- **Work request**
Output every record precisely.

Stored data entries:

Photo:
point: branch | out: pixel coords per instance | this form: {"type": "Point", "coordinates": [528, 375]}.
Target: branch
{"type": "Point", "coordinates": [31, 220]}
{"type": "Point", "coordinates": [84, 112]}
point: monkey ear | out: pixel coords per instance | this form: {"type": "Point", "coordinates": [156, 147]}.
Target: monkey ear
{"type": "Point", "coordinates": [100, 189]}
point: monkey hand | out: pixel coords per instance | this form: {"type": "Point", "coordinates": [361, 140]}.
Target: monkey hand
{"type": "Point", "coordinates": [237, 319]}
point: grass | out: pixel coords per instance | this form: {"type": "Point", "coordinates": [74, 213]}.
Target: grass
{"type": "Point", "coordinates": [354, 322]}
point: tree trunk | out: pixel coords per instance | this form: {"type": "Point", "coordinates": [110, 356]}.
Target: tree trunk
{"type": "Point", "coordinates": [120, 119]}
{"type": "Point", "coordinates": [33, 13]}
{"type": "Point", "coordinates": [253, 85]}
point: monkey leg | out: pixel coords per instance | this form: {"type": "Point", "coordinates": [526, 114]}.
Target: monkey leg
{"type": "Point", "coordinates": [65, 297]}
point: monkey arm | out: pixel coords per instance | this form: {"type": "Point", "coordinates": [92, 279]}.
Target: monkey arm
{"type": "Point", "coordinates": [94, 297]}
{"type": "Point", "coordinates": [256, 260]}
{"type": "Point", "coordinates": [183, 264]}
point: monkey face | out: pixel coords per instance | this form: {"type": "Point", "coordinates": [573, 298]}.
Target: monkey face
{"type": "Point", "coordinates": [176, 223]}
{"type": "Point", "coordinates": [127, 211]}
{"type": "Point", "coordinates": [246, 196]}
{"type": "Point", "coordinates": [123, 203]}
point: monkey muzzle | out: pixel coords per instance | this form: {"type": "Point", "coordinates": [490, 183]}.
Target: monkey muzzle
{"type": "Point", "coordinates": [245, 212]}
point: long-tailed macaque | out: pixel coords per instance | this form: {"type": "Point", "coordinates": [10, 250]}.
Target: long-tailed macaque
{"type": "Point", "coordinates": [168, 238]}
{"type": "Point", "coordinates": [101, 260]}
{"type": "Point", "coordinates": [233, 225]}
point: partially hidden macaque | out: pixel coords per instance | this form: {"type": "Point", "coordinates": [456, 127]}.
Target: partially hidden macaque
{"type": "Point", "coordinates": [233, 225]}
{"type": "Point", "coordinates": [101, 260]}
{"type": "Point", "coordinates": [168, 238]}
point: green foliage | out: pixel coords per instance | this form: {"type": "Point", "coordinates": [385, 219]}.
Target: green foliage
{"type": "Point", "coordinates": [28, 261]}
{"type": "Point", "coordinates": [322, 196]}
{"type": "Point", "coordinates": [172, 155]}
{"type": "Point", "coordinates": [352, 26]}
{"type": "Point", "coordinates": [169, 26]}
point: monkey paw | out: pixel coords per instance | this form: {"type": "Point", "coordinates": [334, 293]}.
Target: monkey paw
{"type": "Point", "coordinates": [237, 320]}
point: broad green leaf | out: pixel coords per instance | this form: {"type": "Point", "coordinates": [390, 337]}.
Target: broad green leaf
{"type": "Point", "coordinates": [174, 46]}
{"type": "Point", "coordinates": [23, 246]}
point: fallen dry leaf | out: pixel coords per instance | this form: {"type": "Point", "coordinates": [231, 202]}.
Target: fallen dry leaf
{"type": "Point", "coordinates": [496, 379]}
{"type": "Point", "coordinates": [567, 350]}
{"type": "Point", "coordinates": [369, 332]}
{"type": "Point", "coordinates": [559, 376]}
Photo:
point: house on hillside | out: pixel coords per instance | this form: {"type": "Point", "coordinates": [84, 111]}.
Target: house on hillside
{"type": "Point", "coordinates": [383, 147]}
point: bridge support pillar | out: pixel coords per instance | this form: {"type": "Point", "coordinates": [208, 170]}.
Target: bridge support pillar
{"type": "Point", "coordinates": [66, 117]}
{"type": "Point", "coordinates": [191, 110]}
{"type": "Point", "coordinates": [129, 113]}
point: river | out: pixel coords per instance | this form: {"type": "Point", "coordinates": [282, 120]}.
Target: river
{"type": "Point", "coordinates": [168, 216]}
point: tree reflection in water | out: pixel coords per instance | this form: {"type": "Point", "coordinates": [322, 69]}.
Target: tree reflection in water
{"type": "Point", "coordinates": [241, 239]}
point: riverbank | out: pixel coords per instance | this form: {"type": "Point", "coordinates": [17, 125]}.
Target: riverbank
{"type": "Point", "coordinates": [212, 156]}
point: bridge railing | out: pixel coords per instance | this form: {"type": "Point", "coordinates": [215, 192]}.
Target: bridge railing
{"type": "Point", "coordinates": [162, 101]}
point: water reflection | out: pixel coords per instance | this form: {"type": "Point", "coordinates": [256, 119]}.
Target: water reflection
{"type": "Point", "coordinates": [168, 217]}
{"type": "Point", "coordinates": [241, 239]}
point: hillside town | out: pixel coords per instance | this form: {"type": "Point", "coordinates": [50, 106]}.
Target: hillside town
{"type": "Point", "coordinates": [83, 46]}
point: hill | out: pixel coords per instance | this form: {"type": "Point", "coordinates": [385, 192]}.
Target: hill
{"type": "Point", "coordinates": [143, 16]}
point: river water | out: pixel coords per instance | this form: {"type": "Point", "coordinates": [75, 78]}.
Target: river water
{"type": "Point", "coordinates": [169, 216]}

- **Task result**
Photo:
point: branch | out: pixel coords per instance | this form: {"type": "Point", "coordinates": [528, 375]}.
Target: branch
{"type": "Point", "coordinates": [31, 220]}
{"type": "Point", "coordinates": [84, 112]}
point: monkey ear | out: pixel coords per instance | this form: {"type": "Point", "coordinates": [156, 147]}.
Target: monkey ear
{"type": "Point", "coordinates": [100, 189]}
point: monkey hand | out: pixel coords per instance | this form: {"type": "Point", "coordinates": [361, 140]}.
Target: monkey hand
{"type": "Point", "coordinates": [237, 319]}
point: grass | out: pixel coords per instance | this form: {"type": "Point", "coordinates": [74, 213]}.
Target: grass
{"type": "Point", "coordinates": [354, 322]}
point: tree trunk | out: pixel coords per instance | this form: {"type": "Point", "coordinates": [110, 356]}.
Target: tree trunk
{"type": "Point", "coordinates": [120, 119]}
{"type": "Point", "coordinates": [33, 13]}
{"type": "Point", "coordinates": [253, 85]}
point: monkey leg | out: pixel coords per instance | this form: {"type": "Point", "coordinates": [526, 114]}.
Target: monkey leg
{"type": "Point", "coordinates": [65, 297]}
point: monkey arm | out: pixel coords per instance | this form: {"type": "Point", "coordinates": [92, 279]}.
Target: monkey arm
{"type": "Point", "coordinates": [94, 297]}
{"type": "Point", "coordinates": [256, 260]}
{"type": "Point", "coordinates": [183, 264]}
point: monkey face | out: pixel coords per instance | this form: {"type": "Point", "coordinates": [573, 298]}.
Target: monkey face
{"type": "Point", "coordinates": [176, 223]}
{"type": "Point", "coordinates": [127, 211]}
{"type": "Point", "coordinates": [246, 196]}
{"type": "Point", "coordinates": [123, 203]}
point: monkey muzzle | out: pixel coords per instance | this form: {"type": "Point", "coordinates": [490, 183]}.
Target: monkey muzzle
{"type": "Point", "coordinates": [245, 212]}
point: long-tailed macaque | out: pixel coords per instance | this form: {"type": "Point", "coordinates": [10, 250]}.
Target: long-tailed macaque
{"type": "Point", "coordinates": [168, 238]}
{"type": "Point", "coordinates": [101, 260]}
{"type": "Point", "coordinates": [233, 225]}
point: partially hidden macaque | out: pixel coords per instance | this form: {"type": "Point", "coordinates": [456, 127]}.
Target: partially hidden macaque
{"type": "Point", "coordinates": [233, 225]}
{"type": "Point", "coordinates": [101, 260]}
{"type": "Point", "coordinates": [168, 238]}
point: green foliage | out: pixel coords per instance | this form: {"type": "Point", "coordinates": [385, 219]}.
Target: green foliage
{"type": "Point", "coordinates": [28, 261]}
{"type": "Point", "coordinates": [322, 196]}
{"type": "Point", "coordinates": [172, 155]}
{"type": "Point", "coordinates": [352, 26]}
{"type": "Point", "coordinates": [169, 26]}
point: monkey paw | out: pixel coords per instance | this form: {"type": "Point", "coordinates": [334, 293]}.
Target: monkey paw
{"type": "Point", "coordinates": [237, 320]}
point: broad green leaf | out: pixel coords per instance | this form: {"type": "Point", "coordinates": [390, 337]}.
Target: broad green leaf
{"type": "Point", "coordinates": [174, 46]}
{"type": "Point", "coordinates": [23, 246]}
point: fallen dry leaf | out: pixel coords per instance | this form: {"type": "Point", "coordinates": [231, 202]}.
Target: fallen dry leaf
{"type": "Point", "coordinates": [496, 379]}
{"type": "Point", "coordinates": [567, 350]}
{"type": "Point", "coordinates": [369, 332]}
{"type": "Point", "coordinates": [559, 376]}
Photo:
point: house on hillside | out: pixel coords per instance | this form: {"type": "Point", "coordinates": [84, 111]}.
Target: house on hillside
{"type": "Point", "coordinates": [383, 147]}
point: bridge support pillar | out: pixel coords per instance | this form: {"type": "Point", "coordinates": [208, 170]}.
Target: bridge support pillar
{"type": "Point", "coordinates": [66, 117]}
{"type": "Point", "coordinates": [191, 110]}
{"type": "Point", "coordinates": [129, 113]}
point: river | out: pixel coords per instance | this form: {"type": "Point", "coordinates": [282, 120]}.
Target: river
{"type": "Point", "coordinates": [168, 216]}
point: tree reflection in water | out: pixel coords per instance | this form: {"type": "Point", "coordinates": [322, 69]}.
Target: tree reflection in water
{"type": "Point", "coordinates": [241, 239]}
point: riverbank | out: pixel coords per instance | this form: {"type": "Point", "coordinates": [17, 125]}.
Target: riverbank
{"type": "Point", "coordinates": [212, 156]}
point: bridge railing | out: pixel coords per instance | this form: {"type": "Point", "coordinates": [215, 192]}.
Target: bridge railing
{"type": "Point", "coordinates": [162, 101]}
point: water reflection | out: pixel coords per instance | this form: {"type": "Point", "coordinates": [256, 119]}.
Target: water reflection
{"type": "Point", "coordinates": [168, 217]}
{"type": "Point", "coordinates": [241, 239]}
point: hillside town | out: pixel coords per instance | this form: {"type": "Point", "coordinates": [50, 106]}.
Target: hillside town
{"type": "Point", "coordinates": [83, 46]}
point: hill | out: pixel coords per instance | this form: {"type": "Point", "coordinates": [385, 192]}.
Target: hill
{"type": "Point", "coordinates": [143, 16]}
point: river water | out: pixel coords per instance | this form: {"type": "Point", "coordinates": [75, 78]}.
Target: river water
{"type": "Point", "coordinates": [169, 216]}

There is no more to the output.